= Required actions =
1 - According to the biography of Medha Raghunath, what place did she finish in the 2003 World Miss University?
2 - Translate this sentence from the Medha Raghunath biography into Spanish: "Medha Raghunath is a former Indian model, video jockey and socialite from Chennai."
3 - Carry on the Medha Raghunath biography, picking up after its final sentence.

= Document excerpt =
○ ○ ○ ○ ○ ○ ○

- Born: 1981/1982 Chennai, India
- Other name: Medha Raghunathan
- Occupation: Model
- Years active: 2000–2010

= Medha Raghunath =

Indian model and actress

Medha Raghunath is a former Indian model, video jockey and socialite from Chennai. She began her career by hosting Tamil television shows before competing in beauty pageants and working as a model.

==Career==
Medha began her career in the entertainment industry as a video jockey through Sun TV's dance show Thillana Thillana and also hosted Ilayaganam on the Sri Lankan channel, Shakthi TV. Her appearance on the show led to her being cast in Mani Ratnam's romantic drama Alaipayuthey (2000), where she featured as a software engineer and friend of the character portrayed by Madhavan. In 2000, Medha participated and finished second in the Miss Chennai beauty pageant, behind the winner Pooja Nair.

As a 20-year-old, Medha took part in the Miss India 2002 contest and ended up in top 13, and was notably featured as one of the lead interviewees in the British documentary Bitches & Beauty Queens: The Making of Miss India (2002). Medha then participated as India's representative in the 2003 World Miss University held in Daegu, South Korea. Medha finished the competition in third place behind the representatives from Miss Nepal and Miss Maldives, while also winning the title of Miss Health. For her stage performances, she performed yoga, the dance form of Bharatanatyam and the martial art form Kalari.

○ ○ ○ ○ ○ ○ ○

= Recorded information =
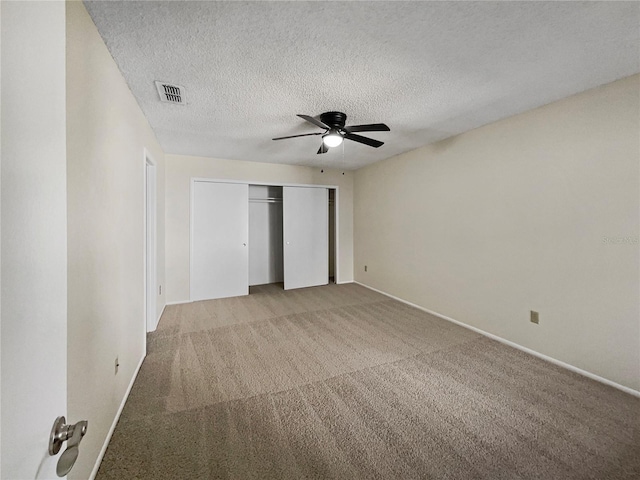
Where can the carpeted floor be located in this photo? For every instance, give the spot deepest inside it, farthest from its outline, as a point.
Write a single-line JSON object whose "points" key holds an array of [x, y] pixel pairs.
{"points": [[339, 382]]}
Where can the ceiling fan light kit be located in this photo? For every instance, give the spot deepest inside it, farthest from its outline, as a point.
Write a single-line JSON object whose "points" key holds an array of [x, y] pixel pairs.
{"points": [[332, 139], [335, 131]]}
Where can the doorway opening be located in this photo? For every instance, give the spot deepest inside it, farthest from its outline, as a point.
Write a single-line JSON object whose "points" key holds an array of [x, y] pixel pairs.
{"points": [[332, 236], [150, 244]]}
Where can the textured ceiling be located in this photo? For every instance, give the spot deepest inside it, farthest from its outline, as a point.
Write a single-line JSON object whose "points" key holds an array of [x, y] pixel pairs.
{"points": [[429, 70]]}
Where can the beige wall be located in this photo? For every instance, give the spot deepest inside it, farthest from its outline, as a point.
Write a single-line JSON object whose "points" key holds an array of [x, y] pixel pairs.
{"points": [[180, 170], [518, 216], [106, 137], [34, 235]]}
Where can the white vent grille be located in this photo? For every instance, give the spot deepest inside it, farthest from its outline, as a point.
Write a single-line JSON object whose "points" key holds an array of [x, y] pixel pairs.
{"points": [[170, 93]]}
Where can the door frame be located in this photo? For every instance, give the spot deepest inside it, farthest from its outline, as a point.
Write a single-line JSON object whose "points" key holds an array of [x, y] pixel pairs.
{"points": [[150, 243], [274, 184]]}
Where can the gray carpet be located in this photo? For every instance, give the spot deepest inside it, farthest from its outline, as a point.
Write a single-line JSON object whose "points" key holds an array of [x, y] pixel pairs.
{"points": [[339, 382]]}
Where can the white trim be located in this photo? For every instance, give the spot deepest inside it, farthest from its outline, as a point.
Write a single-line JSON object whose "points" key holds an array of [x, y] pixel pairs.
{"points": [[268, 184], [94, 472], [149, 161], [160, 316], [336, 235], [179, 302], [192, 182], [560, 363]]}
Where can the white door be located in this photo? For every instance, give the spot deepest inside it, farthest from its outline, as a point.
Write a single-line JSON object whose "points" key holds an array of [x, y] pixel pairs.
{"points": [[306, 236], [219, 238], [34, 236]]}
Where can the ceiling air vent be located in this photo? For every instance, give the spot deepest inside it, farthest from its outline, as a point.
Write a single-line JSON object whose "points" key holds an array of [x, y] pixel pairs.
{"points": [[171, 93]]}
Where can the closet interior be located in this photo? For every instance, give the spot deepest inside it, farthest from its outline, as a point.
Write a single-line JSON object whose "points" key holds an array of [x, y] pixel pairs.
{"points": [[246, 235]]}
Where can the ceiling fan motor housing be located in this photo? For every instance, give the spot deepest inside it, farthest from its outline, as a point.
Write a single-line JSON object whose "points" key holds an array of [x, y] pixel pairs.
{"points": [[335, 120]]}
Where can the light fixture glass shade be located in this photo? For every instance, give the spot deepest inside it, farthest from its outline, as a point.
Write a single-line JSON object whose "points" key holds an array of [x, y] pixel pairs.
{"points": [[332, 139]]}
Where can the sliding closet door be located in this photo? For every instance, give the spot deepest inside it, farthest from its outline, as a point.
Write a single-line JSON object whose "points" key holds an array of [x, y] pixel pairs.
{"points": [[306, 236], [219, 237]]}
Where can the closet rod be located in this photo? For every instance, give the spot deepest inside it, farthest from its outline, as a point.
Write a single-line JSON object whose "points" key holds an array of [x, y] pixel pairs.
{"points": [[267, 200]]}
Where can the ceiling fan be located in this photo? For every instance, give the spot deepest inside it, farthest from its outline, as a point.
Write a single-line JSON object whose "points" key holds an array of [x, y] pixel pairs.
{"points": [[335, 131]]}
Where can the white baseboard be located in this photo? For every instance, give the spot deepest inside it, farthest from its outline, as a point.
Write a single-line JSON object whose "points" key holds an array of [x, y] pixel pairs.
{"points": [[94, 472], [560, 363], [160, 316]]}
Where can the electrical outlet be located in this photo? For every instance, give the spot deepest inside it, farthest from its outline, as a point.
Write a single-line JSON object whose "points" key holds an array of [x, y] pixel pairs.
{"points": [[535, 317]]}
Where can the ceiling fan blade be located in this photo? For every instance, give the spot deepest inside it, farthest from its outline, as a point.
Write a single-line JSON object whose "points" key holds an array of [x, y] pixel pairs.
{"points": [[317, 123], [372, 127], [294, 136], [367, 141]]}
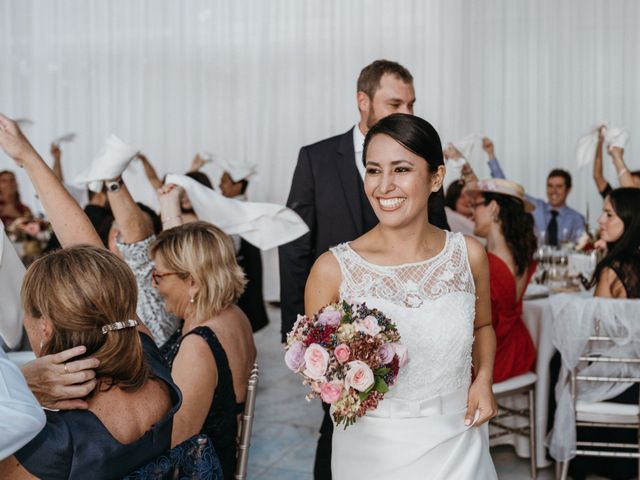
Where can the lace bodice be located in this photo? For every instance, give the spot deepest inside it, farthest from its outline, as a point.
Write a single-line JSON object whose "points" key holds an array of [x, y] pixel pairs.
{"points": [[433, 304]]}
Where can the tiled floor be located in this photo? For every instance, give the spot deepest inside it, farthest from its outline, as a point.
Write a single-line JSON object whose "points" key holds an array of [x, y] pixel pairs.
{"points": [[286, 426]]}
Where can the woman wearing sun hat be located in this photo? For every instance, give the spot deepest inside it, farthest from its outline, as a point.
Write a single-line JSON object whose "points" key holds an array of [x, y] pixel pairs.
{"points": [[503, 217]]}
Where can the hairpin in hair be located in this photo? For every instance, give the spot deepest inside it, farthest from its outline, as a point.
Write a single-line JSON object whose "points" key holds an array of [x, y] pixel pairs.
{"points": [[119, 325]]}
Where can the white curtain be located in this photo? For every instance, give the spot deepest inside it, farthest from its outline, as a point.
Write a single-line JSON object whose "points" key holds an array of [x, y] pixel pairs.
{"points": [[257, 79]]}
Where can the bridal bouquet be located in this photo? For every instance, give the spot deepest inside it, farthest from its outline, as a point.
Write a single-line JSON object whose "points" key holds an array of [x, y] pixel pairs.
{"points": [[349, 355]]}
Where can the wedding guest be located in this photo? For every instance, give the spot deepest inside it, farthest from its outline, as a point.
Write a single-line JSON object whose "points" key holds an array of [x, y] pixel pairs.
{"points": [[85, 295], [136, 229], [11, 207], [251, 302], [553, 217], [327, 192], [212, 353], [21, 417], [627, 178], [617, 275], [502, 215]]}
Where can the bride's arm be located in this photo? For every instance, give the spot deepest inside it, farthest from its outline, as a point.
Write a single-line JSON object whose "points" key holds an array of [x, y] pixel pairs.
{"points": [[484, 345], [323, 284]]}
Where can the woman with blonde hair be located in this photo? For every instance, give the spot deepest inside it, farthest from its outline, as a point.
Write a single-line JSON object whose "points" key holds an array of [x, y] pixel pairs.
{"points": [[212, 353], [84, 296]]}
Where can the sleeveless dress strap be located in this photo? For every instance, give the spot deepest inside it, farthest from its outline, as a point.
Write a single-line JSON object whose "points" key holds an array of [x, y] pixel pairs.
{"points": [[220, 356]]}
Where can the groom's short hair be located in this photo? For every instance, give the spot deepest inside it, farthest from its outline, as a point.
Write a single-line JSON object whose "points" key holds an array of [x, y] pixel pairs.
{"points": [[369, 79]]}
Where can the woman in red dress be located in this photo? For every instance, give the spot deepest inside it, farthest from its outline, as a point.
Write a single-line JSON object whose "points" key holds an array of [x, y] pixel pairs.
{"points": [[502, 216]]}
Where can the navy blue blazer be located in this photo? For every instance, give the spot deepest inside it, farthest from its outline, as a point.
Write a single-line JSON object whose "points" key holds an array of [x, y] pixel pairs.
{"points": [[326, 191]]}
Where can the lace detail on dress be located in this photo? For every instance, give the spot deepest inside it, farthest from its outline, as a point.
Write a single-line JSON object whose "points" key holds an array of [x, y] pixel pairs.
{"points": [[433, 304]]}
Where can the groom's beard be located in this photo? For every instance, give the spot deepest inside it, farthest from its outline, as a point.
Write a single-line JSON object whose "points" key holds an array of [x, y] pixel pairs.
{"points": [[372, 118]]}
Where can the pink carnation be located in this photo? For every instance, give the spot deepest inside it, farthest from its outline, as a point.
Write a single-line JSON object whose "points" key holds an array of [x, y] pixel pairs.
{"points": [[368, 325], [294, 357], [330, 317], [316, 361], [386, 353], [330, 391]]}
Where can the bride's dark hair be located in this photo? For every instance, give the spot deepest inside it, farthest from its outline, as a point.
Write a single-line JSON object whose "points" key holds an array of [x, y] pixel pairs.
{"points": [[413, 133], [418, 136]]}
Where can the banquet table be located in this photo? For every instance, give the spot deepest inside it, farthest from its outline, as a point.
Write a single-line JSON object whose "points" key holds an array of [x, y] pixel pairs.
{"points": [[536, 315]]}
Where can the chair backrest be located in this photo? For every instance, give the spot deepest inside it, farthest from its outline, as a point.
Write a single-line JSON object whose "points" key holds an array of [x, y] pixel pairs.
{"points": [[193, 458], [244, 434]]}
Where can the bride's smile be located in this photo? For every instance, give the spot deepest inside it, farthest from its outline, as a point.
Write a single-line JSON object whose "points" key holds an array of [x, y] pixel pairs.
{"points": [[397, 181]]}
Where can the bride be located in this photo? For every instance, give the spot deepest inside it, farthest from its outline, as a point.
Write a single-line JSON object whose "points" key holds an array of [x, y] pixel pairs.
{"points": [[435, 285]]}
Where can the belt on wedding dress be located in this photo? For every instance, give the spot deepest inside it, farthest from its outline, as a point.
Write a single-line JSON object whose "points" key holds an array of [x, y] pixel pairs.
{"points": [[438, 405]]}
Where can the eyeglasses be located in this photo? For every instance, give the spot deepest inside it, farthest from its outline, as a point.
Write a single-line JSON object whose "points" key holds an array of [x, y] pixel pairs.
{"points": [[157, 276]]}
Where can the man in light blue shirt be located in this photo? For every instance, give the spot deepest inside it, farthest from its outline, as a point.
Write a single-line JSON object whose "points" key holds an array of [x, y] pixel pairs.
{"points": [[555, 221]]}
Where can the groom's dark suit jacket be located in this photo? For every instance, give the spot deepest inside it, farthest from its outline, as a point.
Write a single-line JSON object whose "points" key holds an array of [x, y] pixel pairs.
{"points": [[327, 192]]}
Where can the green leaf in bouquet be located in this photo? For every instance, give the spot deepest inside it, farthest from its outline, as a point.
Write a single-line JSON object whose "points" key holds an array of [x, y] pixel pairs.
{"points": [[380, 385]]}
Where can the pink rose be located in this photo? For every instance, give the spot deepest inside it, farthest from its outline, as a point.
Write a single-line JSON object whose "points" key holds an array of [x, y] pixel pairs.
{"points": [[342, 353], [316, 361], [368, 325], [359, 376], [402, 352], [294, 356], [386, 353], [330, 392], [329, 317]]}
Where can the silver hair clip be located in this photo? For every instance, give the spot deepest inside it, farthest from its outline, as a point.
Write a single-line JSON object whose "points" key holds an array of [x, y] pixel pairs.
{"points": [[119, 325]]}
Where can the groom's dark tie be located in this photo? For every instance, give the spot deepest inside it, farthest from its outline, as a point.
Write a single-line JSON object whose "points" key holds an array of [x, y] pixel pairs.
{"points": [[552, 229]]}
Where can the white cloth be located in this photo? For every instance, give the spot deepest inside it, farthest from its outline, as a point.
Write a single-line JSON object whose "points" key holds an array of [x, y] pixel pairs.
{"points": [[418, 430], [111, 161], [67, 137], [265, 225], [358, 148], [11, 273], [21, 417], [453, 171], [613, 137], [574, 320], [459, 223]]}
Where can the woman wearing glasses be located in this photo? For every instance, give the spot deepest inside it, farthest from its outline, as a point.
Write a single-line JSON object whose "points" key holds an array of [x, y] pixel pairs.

○ ○ ○ ○ ○ ○ ○

= Results by task =
1 - Third place.

2 - Medha Raghunath es una exmodelo, videojockey y socialité india de Chennai.

3 -
Soon after her appearance on the pageants, Medha proceeded to take part in fashion shows in India and abroad. She was involved in a litigation case against the organisers of an event in London during 2003, who had allegedly attempted to assault her.

In the mid-2000s, Medha signed up to portray a leading role in R. K. Selvamani's police drama film Pulan Visaranai 2 opposite Prashanth. However, owing to production delays, there was a change in the cast and Medha eventually did not feature. She continued work as a print model, notably featuring in a bikini shoot for two Tamil magazines, Ananda Vikatan and Kumudam. She later returned to work as a video jockey on Tamil television, notably appearing on Kalaignar TV in the late 2000s.

Medha quit the entertainment and fashion industry after her marriage to doctor Deepu Rajkamal Selvaraj, the son of gynecologist Kamala Selvaraj and grandson of actor Gemini Ganesan.